-- start of THE INPUT --

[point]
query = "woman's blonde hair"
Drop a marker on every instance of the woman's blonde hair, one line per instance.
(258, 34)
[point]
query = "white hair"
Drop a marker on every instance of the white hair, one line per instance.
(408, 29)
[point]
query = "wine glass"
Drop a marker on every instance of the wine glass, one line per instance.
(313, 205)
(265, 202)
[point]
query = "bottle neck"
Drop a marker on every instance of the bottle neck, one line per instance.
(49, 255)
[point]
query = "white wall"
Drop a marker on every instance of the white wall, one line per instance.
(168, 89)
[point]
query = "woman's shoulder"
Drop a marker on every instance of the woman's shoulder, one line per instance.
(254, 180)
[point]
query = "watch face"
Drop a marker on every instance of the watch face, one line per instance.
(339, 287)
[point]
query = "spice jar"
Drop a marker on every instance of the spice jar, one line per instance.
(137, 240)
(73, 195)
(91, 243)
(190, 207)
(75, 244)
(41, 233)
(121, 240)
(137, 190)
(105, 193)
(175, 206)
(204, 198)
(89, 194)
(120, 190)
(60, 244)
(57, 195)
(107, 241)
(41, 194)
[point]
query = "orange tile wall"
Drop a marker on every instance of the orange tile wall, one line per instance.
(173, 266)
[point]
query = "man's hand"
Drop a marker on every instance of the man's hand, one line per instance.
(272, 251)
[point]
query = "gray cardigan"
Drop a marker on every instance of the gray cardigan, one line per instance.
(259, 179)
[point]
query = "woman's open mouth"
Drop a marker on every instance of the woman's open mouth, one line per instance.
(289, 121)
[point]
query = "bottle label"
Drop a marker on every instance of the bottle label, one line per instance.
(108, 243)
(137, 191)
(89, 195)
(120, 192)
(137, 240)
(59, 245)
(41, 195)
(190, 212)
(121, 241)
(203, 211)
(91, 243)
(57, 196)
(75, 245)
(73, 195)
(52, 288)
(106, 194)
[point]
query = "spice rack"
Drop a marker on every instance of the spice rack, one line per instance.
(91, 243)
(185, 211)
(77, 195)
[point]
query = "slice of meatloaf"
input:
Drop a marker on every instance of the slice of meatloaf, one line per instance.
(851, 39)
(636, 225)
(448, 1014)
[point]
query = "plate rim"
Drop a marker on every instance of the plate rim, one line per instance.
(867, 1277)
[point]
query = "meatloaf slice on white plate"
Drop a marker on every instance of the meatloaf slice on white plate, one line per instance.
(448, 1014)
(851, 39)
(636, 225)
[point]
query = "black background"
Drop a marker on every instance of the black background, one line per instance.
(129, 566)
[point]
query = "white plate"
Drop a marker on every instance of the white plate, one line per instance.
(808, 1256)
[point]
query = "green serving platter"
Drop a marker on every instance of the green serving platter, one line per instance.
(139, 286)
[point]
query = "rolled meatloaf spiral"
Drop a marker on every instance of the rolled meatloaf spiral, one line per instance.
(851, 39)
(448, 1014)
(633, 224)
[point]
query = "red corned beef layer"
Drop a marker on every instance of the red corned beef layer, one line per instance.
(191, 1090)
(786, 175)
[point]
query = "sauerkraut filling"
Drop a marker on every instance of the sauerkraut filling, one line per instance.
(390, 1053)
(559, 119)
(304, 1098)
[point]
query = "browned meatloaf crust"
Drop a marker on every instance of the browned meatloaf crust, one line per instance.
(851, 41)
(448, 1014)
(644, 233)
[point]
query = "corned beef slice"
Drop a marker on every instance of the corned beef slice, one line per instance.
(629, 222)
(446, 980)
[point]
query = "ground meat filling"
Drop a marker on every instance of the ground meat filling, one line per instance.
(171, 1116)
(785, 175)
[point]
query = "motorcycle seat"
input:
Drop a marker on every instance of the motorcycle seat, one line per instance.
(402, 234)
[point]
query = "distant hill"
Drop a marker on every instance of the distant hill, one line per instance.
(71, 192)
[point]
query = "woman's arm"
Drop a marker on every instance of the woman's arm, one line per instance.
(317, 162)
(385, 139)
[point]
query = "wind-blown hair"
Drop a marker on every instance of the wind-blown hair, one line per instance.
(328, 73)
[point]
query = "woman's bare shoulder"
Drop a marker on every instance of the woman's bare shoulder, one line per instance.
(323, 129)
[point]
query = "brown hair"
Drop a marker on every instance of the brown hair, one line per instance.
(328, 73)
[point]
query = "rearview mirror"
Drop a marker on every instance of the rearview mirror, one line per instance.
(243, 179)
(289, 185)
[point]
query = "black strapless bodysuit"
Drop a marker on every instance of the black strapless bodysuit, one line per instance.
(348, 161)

-- end of THE INPUT --

WHAT YOU ARE ASKED TO DO: Extract the full listing above without alteration.

EXERCISE ANSWER:
[point]
query = "woman's blonde hair"
Drop a marker on every instance of the woman's blonde hair, one line per instance.
(258, 34)
[point]
query = "white hair"
Drop a marker on every instance of the white hair, one line per instance.
(408, 29)
[point]
query = "wine glass"
Drop a marker on every instance of the wine glass, one line per instance.
(313, 205)
(265, 202)
[point]
query = "bottle neck"
Drop a marker on every instance of the bottle neck, one line per instance.
(49, 255)
[point]
query = "white wall"
Drop a marker on every instance of the white wall, one line per instance.
(168, 89)
[point]
query = "woman's shoulder"
Drop a marker on every instance of the woman's shoulder, one line per instance.
(254, 180)
[point]
query = "watch face"
Drop a marker on every instance of the watch face, one line per instance.
(339, 287)
[point]
query = "spice jar"
Drop a marker on every instance of the spice jar, one line per instance.
(137, 240)
(73, 195)
(91, 243)
(190, 207)
(75, 244)
(41, 233)
(121, 240)
(137, 190)
(105, 193)
(175, 206)
(204, 198)
(89, 194)
(120, 190)
(60, 244)
(57, 195)
(107, 241)
(41, 194)
[point]
query = "orange tile wall"
Drop a marker on every instance of the orange tile wall, one line per instance.
(173, 266)
[point]
query = "man's hand"
Drop a marker on every instance of the man's hand, one line per instance.
(272, 251)
[point]
query = "gray cardigan"
Drop a marker on every instance of the gray cardigan, one line per instance.
(259, 179)
[point]
query = "woman's open mouth"
Drop a marker on every instance of the woman's open mouth, one line per instance.
(289, 121)
[point]
query = "bottle label"
Drop a marker on every instance of the bottle label, one line per instance.
(108, 243)
(137, 191)
(89, 195)
(120, 192)
(137, 240)
(59, 245)
(41, 195)
(190, 212)
(121, 241)
(203, 211)
(91, 243)
(57, 196)
(75, 245)
(73, 195)
(52, 288)
(106, 194)
[point]
query = "spice rack"
Drop a marker on every instance of the spice rack, one line per instance.
(91, 243)
(185, 211)
(77, 195)
[point]
query = "slice of meatloaf"
input:
Drop a marker on every instance of the slice of meatloaf, one line per instance.
(851, 39)
(636, 225)
(448, 1014)
[point]
query = "plate rim"
Drop a marker on every instance of the plate rim, one line per instance.
(867, 1277)
[point]
query = "meatloaf slice on white plate"
Drop a marker on every instance of the meatloaf slice on white plate, one line per instance.
(448, 1014)
(851, 39)
(636, 225)
[point]
query = "black background"
Drop a marker on every instance of the black background, one line per instance.
(129, 566)
[point]
query = "white plate"
Drop a marker on every instance of the white plate, one line per instance.
(808, 1256)
[point]
query = "green serving platter"
Drop a marker on every instance of the green serving platter, one line per instance.
(139, 286)
[point]
query = "rolled meatloaf spiral"
Drop a marker on every instance of the rolled meatloaf spiral, one line per instance.
(851, 39)
(448, 1014)
(633, 224)
[point]
query = "red corned beef layer"
Drop a marker on every instance of the red corned beef layer, one line per instance.
(191, 1090)
(786, 175)
[point]
query = "sauerkraut filling"
Drop a marker on every instance of the sauerkraut filling, one line per instance.
(390, 1053)
(559, 119)
(304, 1098)
[point]
query = "browned meatloaf crust"
Drop a marker on every instance of the browned meatloaf crust, one line per instance.
(851, 41)
(448, 1014)
(644, 233)
[point]
query = "corned beef slice"
Drop a marker on every instance of the corned beef slice, one line per instance.
(629, 222)
(446, 980)
[point]
query = "ground meat filling"
Drop a marker on every instance of the ground meat filling, one line per instance.
(171, 1116)
(785, 175)
[point]
query = "motorcycle seat"
input:
Drop a marker on every instance of the motorcycle seat, one line per instance.
(402, 234)
[point]
query = "distant hill"
Drop a marker on every instance of the distant hill, one line per instance.
(71, 192)
[point]
query = "woman's arm"
Drop a marker on every instance of the woman's arm, one line per instance.
(317, 162)
(385, 139)
[point]
query = "wind-blown hair"
Drop a marker on every instance of the wind-blown hair, one line per instance.
(328, 73)
[point]
query = "woman's bare shoulder"
Drop a marker on every instance of the woman's bare shoulder, one line per instance.
(323, 129)
[point]
query = "brown hair"
Drop a marker on every instance of the brown hair, one line per instance.
(328, 73)
[point]
query = "rearview mirror"
Drop a marker on every instance of the rearview mirror, one line per instance.
(243, 179)
(289, 185)
[point]
query = "black strapless bodysuit"
Drop a marker on every instance of the black strapless bodysuit, one line per instance.
(348, 161)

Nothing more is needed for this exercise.